My last semester was comparatively light: two classes and my senior honors thesis.  But that thesis needed a lot of work: reading the massive book Middlemarch at my teacher’s request and writing reaction papers, research, drafts and rewrites.

Todd, my Irish Writers teacher, was now my Brit Lit teacher.  Most of the students were female, and often amused by him.  He loved Jane Austen, and was quiet and shy.  One day, forced to mention women’s periods because they related to something we’d read, seemed very nervous about it.  I didn’t notice it, but others did, and giggled about it later.  He was a favorite teacher.

On Wednesday, February first, I spoke to Dr. Nelson about my senior honors thesis.  I’d dreaded it since freshman year; junior year I almost took a regular junior studies class instead of junior honors so I wouldn’t have to do the thesis.  But I finally decided to go ahead and see the honors CORE classes through.  As I was about to find out, it wasn’t nearly as bad as I’d feared.

I began to write my thesis based on Victorian women writers, how they perceived society’s restrictions on women, and how they treated the subject in their writings.  Nelson was to be my adviser.  Sometimes his wife, who shared his office, was there as we discussed the paper; she made her own comments on such things as Middlemarch and Victorian society.  She noted that some women long for the Victorian days so they wouldn’t have to have a job and write.

Middlemarch is by George Eliot, the penname of a woman who wrote in Victorian days.  This book was huge: The recent Penguin edition is 880 pages.  I was supposed to read it as quickly as possible.  I read as much as I could each day, but I did have two other classes, and, despite my comprehension skills, had always been a slower reader than everyone else I knew seemed to be.

I also had to read Chaucer in Middle English.  Catherine and Anna were in Chaucer class with me, so it became a common topic of conversation.  I already liked The Canterbury Tales; Catherine grew to love his works.  She hadn’t realized how clever, fun and, especially, bawdy they could get.

We read not just The Canterbury Tales, but many of Chaucer’s other stories, poems and translations, such as Romance of the Rose, a tale of Antony and Cleopatra, and Troilus and Criseyde.

The most fun part: We were required to learn the first 12 lines of the Prologue to The Canterbury Tales in Middle English, and recite them to a teacher other than our own (Christina) by a certain date.  On about that date, several of the students in Brit Lit cornered Todd after class and recited it to him.

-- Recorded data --
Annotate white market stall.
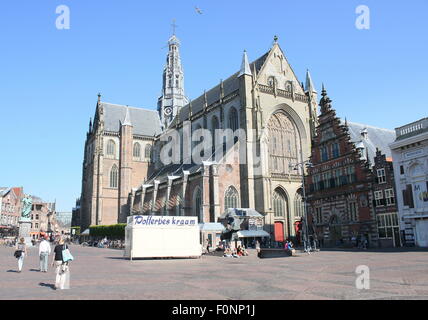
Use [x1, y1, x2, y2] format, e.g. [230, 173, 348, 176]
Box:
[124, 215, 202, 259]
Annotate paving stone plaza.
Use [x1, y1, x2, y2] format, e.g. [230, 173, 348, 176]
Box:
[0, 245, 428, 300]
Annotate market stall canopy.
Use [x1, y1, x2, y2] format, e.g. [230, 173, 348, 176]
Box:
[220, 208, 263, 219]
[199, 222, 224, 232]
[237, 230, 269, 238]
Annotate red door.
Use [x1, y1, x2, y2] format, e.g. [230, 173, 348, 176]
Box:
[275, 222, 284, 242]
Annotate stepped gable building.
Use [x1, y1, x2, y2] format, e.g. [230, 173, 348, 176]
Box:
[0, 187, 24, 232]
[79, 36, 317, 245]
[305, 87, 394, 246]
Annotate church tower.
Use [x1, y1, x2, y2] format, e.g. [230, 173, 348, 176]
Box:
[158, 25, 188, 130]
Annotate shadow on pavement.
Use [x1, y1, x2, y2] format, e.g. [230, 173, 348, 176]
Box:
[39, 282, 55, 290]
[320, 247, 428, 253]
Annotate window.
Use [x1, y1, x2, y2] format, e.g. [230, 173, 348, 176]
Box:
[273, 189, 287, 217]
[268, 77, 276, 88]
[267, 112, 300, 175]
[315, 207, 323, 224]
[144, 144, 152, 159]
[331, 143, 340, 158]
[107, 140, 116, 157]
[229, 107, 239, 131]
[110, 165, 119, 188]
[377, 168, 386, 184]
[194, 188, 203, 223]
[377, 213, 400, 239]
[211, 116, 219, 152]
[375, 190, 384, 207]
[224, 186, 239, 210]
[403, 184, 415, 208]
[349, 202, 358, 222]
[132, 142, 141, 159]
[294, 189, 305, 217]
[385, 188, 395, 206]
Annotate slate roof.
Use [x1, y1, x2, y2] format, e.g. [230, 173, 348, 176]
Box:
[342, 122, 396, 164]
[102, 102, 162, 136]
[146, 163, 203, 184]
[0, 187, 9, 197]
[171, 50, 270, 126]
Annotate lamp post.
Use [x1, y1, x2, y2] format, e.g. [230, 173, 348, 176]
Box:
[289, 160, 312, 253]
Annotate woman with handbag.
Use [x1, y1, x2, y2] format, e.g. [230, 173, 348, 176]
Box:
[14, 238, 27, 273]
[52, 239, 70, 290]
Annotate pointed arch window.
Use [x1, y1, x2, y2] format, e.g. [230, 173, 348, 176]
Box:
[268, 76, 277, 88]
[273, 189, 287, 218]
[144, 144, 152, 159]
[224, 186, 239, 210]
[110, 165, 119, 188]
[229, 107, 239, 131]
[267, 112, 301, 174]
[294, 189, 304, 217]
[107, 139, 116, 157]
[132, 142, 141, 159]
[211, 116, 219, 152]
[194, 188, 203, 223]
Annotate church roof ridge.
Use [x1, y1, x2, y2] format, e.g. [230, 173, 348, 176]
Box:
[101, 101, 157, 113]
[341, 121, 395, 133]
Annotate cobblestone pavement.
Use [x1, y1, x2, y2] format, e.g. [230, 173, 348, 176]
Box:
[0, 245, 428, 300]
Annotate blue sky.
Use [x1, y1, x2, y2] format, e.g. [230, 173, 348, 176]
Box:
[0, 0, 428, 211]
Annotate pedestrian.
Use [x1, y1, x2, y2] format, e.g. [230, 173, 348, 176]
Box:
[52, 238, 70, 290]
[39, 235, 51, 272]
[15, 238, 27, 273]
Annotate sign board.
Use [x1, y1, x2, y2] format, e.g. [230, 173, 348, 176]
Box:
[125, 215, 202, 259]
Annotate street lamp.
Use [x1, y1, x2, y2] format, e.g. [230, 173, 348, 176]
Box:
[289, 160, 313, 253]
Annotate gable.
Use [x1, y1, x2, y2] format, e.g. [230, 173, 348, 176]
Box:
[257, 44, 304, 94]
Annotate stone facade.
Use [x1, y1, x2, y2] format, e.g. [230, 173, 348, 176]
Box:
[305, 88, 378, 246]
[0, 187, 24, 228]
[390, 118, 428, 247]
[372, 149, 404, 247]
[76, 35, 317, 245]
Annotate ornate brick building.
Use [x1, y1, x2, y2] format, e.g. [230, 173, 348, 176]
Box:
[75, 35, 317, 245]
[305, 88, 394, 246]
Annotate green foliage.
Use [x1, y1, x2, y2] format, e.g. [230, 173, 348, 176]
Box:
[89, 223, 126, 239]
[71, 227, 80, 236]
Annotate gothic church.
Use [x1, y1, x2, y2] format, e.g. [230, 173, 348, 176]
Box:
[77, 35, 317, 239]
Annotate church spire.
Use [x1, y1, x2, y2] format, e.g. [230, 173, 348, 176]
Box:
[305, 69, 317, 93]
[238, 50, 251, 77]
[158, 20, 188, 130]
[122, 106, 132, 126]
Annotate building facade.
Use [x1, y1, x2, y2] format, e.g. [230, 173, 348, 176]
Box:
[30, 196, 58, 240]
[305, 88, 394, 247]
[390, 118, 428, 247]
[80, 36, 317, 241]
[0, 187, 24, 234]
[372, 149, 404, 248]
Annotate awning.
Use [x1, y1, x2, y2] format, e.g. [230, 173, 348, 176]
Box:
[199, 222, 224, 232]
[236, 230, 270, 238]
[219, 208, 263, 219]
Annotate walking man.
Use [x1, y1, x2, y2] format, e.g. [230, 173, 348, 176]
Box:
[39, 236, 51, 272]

* * *

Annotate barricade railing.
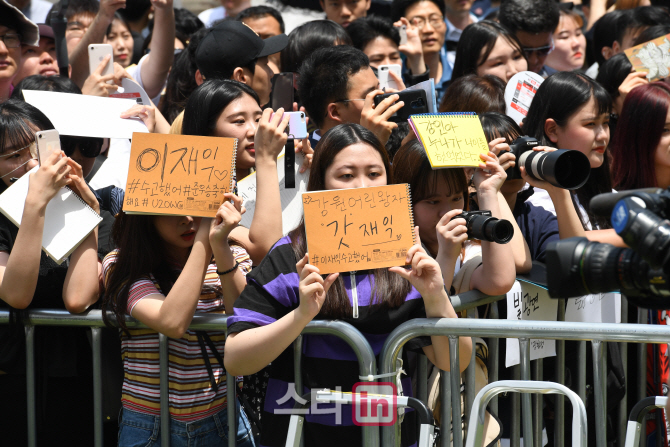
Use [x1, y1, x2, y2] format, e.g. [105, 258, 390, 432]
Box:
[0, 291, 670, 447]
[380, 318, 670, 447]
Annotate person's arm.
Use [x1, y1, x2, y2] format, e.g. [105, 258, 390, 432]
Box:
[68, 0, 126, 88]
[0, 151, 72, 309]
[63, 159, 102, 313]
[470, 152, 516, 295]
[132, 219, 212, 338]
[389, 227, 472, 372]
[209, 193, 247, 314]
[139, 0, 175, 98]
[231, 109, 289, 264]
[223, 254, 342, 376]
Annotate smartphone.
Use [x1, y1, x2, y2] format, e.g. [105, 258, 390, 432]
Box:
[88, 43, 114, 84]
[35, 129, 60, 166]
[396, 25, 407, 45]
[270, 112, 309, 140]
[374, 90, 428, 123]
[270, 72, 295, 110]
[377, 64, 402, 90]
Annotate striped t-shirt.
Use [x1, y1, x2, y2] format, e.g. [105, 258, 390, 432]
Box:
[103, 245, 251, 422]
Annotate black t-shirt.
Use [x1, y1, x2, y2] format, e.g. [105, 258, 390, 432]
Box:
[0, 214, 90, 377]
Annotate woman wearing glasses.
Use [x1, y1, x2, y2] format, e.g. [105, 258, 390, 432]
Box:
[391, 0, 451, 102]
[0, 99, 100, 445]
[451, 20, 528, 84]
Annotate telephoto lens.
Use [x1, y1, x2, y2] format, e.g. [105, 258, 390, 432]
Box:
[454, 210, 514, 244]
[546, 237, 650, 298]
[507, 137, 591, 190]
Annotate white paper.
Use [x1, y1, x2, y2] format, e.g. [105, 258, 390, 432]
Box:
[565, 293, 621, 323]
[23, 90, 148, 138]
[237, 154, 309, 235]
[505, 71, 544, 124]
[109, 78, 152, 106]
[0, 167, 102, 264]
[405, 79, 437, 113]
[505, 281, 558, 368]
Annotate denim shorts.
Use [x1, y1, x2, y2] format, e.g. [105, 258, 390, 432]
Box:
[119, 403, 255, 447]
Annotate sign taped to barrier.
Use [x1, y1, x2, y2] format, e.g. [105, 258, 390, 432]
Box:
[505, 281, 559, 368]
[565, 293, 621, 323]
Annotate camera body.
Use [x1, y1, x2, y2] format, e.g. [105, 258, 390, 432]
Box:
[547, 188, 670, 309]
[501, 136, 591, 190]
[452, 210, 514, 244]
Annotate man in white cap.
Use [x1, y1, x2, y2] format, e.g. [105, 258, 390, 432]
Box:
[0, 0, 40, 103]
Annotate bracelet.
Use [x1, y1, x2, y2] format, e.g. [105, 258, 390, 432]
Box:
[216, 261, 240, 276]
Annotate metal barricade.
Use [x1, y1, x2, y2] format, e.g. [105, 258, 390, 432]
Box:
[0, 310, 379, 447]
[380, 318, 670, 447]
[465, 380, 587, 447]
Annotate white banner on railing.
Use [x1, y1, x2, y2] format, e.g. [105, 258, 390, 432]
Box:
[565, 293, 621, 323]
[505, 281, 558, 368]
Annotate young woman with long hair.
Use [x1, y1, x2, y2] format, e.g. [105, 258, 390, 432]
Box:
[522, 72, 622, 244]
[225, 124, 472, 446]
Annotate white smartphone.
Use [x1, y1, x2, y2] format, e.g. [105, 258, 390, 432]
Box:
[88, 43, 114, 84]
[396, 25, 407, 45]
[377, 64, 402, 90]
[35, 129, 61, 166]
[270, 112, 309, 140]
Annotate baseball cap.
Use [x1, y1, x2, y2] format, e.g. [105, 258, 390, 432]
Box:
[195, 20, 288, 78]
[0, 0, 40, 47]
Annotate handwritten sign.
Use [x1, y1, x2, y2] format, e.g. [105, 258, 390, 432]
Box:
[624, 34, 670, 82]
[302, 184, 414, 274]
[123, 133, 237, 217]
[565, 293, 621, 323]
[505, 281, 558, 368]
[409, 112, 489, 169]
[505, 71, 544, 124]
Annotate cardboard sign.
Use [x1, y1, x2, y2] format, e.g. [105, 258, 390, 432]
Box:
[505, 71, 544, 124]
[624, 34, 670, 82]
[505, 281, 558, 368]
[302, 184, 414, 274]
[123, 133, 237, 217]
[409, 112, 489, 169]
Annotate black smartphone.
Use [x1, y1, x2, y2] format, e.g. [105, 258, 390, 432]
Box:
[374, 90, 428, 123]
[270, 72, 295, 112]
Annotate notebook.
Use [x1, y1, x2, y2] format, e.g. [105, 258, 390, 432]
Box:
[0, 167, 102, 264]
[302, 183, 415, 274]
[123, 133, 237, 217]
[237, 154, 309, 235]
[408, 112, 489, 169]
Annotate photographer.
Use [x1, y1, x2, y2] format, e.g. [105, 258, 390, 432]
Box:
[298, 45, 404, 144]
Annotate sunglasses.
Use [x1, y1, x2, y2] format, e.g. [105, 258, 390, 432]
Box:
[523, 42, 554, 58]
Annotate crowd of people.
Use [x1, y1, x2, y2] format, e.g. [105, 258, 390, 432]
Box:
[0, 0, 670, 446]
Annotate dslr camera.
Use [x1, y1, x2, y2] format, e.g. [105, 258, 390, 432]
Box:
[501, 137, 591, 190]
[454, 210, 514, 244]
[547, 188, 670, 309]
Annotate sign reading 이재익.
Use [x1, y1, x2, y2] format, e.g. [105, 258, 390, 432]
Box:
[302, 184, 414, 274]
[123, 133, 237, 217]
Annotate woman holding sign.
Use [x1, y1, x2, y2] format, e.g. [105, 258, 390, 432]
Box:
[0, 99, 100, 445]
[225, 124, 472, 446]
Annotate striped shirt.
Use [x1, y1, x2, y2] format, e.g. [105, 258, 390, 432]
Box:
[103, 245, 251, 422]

...

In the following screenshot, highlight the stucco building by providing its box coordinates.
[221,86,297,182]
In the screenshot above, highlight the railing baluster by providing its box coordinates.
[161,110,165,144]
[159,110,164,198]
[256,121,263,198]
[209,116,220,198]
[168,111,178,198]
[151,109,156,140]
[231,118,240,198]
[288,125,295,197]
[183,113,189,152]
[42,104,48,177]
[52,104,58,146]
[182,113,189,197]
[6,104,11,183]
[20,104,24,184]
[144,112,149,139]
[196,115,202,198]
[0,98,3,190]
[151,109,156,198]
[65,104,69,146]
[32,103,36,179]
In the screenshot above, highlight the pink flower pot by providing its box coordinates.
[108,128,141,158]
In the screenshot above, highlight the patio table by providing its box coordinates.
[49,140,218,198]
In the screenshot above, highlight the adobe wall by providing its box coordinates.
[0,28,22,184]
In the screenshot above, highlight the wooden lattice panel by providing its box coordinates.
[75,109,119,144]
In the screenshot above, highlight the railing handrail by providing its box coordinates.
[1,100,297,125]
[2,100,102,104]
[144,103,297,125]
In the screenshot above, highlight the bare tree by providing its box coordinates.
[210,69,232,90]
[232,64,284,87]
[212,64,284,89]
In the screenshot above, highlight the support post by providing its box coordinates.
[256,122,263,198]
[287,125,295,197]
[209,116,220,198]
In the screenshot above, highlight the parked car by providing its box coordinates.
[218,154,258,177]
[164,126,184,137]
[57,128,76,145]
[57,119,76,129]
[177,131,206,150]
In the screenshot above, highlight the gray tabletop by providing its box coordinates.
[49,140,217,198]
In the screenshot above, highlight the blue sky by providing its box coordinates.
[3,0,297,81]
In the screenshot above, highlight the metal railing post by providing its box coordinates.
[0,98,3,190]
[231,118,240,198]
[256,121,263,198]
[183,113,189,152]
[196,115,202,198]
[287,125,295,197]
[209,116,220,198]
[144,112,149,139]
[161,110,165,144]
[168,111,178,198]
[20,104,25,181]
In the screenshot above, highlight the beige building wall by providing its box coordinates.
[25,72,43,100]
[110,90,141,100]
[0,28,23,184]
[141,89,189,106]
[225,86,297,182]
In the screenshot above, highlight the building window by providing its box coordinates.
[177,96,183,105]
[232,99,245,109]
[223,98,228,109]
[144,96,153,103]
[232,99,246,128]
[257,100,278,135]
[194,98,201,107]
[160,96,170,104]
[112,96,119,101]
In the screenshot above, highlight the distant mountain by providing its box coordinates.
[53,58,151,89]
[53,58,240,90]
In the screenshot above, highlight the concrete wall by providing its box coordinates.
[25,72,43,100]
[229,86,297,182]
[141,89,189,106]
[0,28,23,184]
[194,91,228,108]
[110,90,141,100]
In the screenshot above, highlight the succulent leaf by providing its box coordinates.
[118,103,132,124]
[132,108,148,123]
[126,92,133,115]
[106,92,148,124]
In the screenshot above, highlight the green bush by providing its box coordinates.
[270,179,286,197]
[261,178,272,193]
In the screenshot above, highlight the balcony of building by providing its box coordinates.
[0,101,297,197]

-- Required task --
Pick up the account of the final college semester above right after its last sentence and keep it going in the same first-person voice.

-- Result for this exercise --
Until that time, Anna and Catherine and I loved to recite lines of it to each other.  It was fun, and the lines were musical.  This is also when I posted lines from the Prologue in my TCB tagline.

Others still complained that Middle English was difficult to understand, but within a short time I got the hang of it.  The theory was, you were supposed to read it in its original pronunciation to understand it better.

But I discovered that just looking at the words without sounding them out made them easier to understand.  Many times Modern English has the same word in the same spelling, just pronounced differently.  Still, it took quite a while to read my assignments each night.

****

On Sunday, February 5, Catherine took me to my first SCA meeting.  It was for the S–/M– shire.

I was already interested in checking out this group of people who wear medieval clothes.  But she enticed me into going by saying, “There are lots of hot guys there, and they love to flirt with you.”

The meeting was at 2pm, though Catherine told me we didn’t have to get there on time.  I think we got there up to an hour late, which she said was normal for the SCA.  She said they wouldn’t have started until then, anyway, because most everyone else wouldn’t be there until then, either.  Unfortunately, this one started close to the proper time.

Steve the Head of the Psychos used to be part of this group as well, until he graduated with most of the Octagon in 1994 and (I believe) moved back home to Chicago.

The meeting was held at the home of people with the SCA names Ragnar and DiAnne.  Ragnar was a big, burly, blond-haired Viking with glasses and a beard.  He loved to hug, and to take smaller people, like me, and bounce them on his knee.

DiAnne had a pleasant face, glasses, and long, brown hair.  They had a newborn baby girl.  I don’t know how old they were, but I’d say 20s.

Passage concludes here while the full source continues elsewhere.